▸ **REQUIRED WORK**
Please copy out all of the material below word for word, leaving out the pictures.

○ ○ ○ ○

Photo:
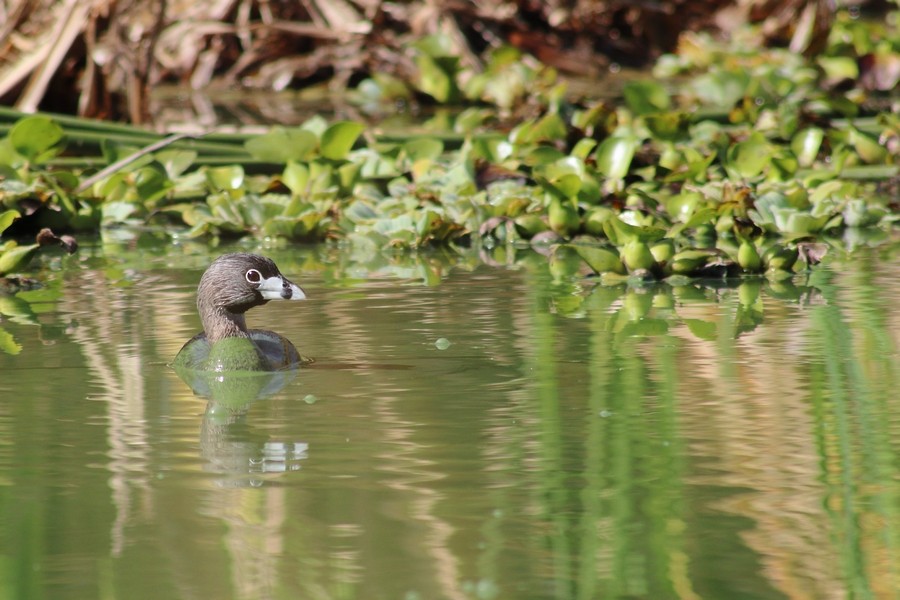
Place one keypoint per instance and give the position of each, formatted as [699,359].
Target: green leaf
[646,96]
[338,140]
[705,330]
[423,148]
[176,162]
[281,144]
[437,77]
[747,159]
[614,156]
[601,260]
[8,343]
[37,138]
[295,177]
[225,178]
[806,144]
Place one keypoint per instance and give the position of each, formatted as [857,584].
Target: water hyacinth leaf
[8,343]
[704,330]
[295,177]
[437,77]
[339,138]
[549,128]
[117,212]
[423,149]
[721,88]
[281,144]
[562,177]
[316,125]
[563,217]
[668,126]
[9,159]
[37,138]
[614,156]
[867,146]
[542,155]
[646,96]
[748,158]
[151,183]
[7,217]
[583,148]
[225,178]
[600,260]
[176,162]
[348,175]
[806,144]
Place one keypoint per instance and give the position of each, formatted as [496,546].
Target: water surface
[571,441]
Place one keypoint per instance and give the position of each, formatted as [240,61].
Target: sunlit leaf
[806,145]
[704,330]
[338,139]
[225,178]
[748,158]
[281,144]
[646,96]
[176,162]
[614,156]
[295,177]
[600,260]
[423,148]
[37,138]
[8,343]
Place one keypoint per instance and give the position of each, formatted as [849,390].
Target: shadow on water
[471,428]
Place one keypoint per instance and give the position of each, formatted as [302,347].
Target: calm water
[572,441]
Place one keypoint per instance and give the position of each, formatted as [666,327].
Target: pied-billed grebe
[232,285]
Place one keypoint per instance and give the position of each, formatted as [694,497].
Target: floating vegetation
[743,165]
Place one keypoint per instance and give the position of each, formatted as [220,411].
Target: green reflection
[573,439]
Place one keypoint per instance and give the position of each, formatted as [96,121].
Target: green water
[571,441]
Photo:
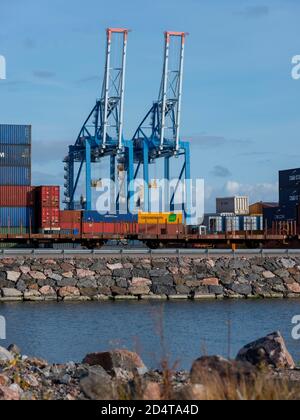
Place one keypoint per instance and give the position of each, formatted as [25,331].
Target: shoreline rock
[132,278]
[122,375]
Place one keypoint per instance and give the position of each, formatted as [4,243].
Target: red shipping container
[17,196]
[70,226]
[49,196]
[49,218]
[70,216]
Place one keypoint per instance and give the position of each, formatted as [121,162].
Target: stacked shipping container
[289,198]
[48,208]
[16,194]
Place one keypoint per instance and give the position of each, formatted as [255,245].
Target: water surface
[61,332]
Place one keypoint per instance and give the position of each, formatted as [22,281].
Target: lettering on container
[296,68]
[2,68]
[2,328]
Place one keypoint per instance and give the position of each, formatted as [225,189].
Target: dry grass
[261,388]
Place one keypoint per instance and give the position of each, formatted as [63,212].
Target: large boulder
[122,364]
[270,350]
[5,355]
[216,368]
[98,385]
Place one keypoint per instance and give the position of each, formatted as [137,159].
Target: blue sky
[240,104]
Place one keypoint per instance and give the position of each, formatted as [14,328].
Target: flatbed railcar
[183,239]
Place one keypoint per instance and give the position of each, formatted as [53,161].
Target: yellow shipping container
[160,218]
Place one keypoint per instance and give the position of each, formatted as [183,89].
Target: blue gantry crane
[158,135]
[101,135]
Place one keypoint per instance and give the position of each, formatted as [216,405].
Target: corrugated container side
[160,229]
[49,217]
[279,214]
[15,134]
[17,196]
[15,175]
[289,196]
[160,218]
[94,216]
[117,228]
[232,224]
[250,223]
[14,230]
[289,178]
[258,208]
[16,217]
[15,155]
[70,216]
[70,226]
[214,224]
[239,205]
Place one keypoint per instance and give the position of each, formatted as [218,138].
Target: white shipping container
[214,224]
[239,205]
[232,224]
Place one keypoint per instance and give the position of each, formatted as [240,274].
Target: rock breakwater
[132,278]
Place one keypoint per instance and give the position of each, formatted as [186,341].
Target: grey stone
[66,282]
[56,277]
[217,290]
[182,290]
[87,282]
[5,355]
[98,385]
[166,280]
[241,289]
[270,350]
[161,289]
[105,281]
[159,273]
[122,282]
[11,293]
[123,272]
[21,286]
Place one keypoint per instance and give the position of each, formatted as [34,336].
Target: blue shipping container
[15,175]
[16,217]
[15,134]
[94,216]
[15,155]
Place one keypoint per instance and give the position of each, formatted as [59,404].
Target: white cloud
[256,192]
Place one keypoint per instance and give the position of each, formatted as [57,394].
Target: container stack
[16,193]
[237,205]
[216,223]
[48,208]
[289,198]
[70,222]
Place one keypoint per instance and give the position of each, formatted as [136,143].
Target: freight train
[32,216]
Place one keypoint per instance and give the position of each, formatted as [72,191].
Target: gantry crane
[158,135]
[102,132]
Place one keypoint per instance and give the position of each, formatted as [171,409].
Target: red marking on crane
[110,31]
[173,33]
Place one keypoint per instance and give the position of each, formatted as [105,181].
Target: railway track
[193,253]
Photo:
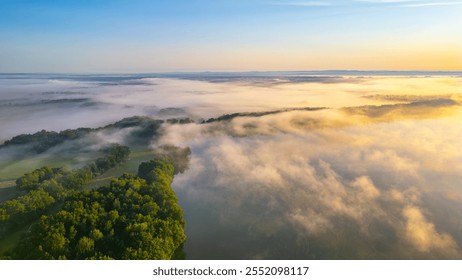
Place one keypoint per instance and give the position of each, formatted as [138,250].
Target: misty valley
[258,165]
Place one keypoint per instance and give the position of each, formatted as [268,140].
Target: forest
[57,214]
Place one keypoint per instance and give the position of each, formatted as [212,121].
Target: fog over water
[331,166]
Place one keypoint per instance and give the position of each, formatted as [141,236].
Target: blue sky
[225,35]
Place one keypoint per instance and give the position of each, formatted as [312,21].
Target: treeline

○ ○ ○ ○

▸ **EXERCISE RESPONSE**
Photo:
Place one keypoint per instance and give the position of each, formatted as [699,359].
Target: green leaf
[646,96]
[338,140]
[705,330]
[423,148]
[176,162]
[281,144]
[437,77]
[747,159]
[614,156]
[601,260]
[8,343]
[37,138]
[295,177]
[225,178]
[806,144]
Place one keypoint per instance and give the position of each, formatted as [857,584].
Target: water hyacinth leaf
[8,343]
[704,330]
[295,177]
[437,77]
[339,138]
[549,128]
[117,212]
[423,149]
[721,88]
[281,144]
[562,177]
[316,125]
[563,217]
[668,126]
[9,159]
[37,138]
[614,156]
[867,146]
[542,155]
[646,96]
[748,158]
[151,183]
[7,217]
[583,148]
[225,178]
[600,260]
[176,162]
[348,175]
[806,144]
Place one keypoint per instance and give the position of each, formatted as [496,546].
Target: water surface
[571,441]
Place one keypoint per instance and give the position of each, formatted as [240,61].
Target: sunlit leaf
[806,145]
[704,330]
[338,139]
[225,178]
[748,158]
[281,144]
[646,96]
[176,162]
[614,156]
[295,177]
[600,260]
[423,148]
[37,138]
[8,343]
Place one keypoint per instance and give the position of each, formatted as [849,390].
Target: shadow on water
[471,428]
Place one keypoint per instance and give the position of each, formatted as [302,347].
Target: calm water
[572,441]
Place one keypoint per instance and give the position of each, formatted as [666,327].
Target: pied-billed grebe
[232,285]
Place one keypoint per instance and give the position of each, formatted as [694,497].
Target: floating vegetation
[743,165]
Place one keypoint per instance and give the position of each, formatted as [220,411].
Target: green reflection
[573,439]
Place one keypoint per instance and give the position of each, formatted as [96,121].
Target: green water
[571,441]
Photo:
Place one keypoint per instance and give the position of each, formatted as [25,331].
Target: shoreline rock
[132,278]
[122,375]
Place one keypoint per instance and give the position of each, formatted as [4,243].
Target: red shipping container
[17,196]
[70,226]
[49,196]
[49,218]
[70,216]
Place one keypoint per instance and give the position of each, formatted as [121,162].
Target: stacked shipping container
[289,198]
[48,208]
[16,194]
Place one keypoint per instance and give the position of each, formatted as [255,245].
Target: water surface
[61,332]
Place one keypoint per instance and give the position of each, formatted as [22,281].
Target: lettering on container
[296,68]
[2,68]
[2,328]
Place one keypoint per instance and give the position of each, formatted as [225,189].
Target: dry grass
[261,388]
Place one keypoint per instance and give the position of each, formatted as [63,212].
Target: large boulder
[122,364]
[270,350]
[5,355]
[216,368]
[98,385]
Place one keypoint per instance and give the position of each, formatted as [137,159].
Target: blue sky
[240,104]
Place one keypoint per instance and give the position of each, formatted as [14,328].
Target: flatbed railcar
[183,239]
Place one keypoint per instance and give the position of each, formatted as [53,161].
Target: yellow shipping container
[160,218]
Place one keypoint per instance and give the position of each, formatted as [183,89].
Target: blue gantry crane
[158,135]
[101,135]
Place one keypoint per instance and give the position of each, formatted as [216,405].
Target: corrugated container side
[160,229]
[49,217]
[279,214]
[15,134]
[17,196]
[15,175]
[289,196]
[160,218]
[94,216]
[117,228]
[232,224]
[250,223]
[14,230]
[289,178]
[258,208]
[16,217]
[15,155]
[70,216]
[70,226]
[214,224]
[239,205]
Place one keypoint per instance and give the position of each, formatted as [218,138].
Target: white shipping container
[214,224]
[239,205]
[232,224]
Place one keypoint per instance and give the position of each, formatted as [240,274].
Target: rock breakwater
[132,278]
Place one keypoint per instance and give the position of each, formatted as [186,341].
Target: grey stone
[66,282]
[56,277]
[217,290]
[182,290]
[87,282]
[5,355]
[98,385]
[166,280]
[241,289]
[270,350]
[161,289]
[105,281]
[159,273]
[122,282]
[11,293]
[123,272]
[21,286]
Place one keypoint per instance and give the position of each, formatted as [34,336].
Target: blue shipping container
[15,175]
[16,217]
[15,134]
[94,216]
[15,155]
Place one keypoint per instance and give the position of each, formatted as [59,404].
Target: white cloud
[256,192]
Place one keypoint per instance and give the position of each, formatted as [57,394].
Target: container stack
[16,193]
[237,205]
[216,223]
[48,208]
[289,198]
[70,222]
Place one keypoint per instance and give the position of each, formatted as [136,143].
Target: freight train
[32,216]
Place one keypoint per instance and give the position of each, formatted as [72,191].
Target: gantry crane
[158,135]
[102,132]
Place one keypoint per instance and give the position of each, formatted as [171,409].
Target: red marking on crane
[110,31]
[173,33]
Place one keypoint per instance and give the position of each, formatted as [105,181].
Target: railway track
[193,253]
Photo:
Place one keypoint per instance and give the position of each, formatted as [138,250].
Target: misty valley
[258,165]
Place one keypoint per instance and give the position of each, formatted as [268,140].
Target: forest
[57,214]
Place one keypoint per instance and give the position of each, formatted as [212,121].
Target: fog over water
[331,166]
Place one keypoint per instance and give the position of each, formatted as [141,236].
Target: blue sky
[225,35]
Place one keypoint per instance and give the position of each, formatted as [312,21].
Target: treeline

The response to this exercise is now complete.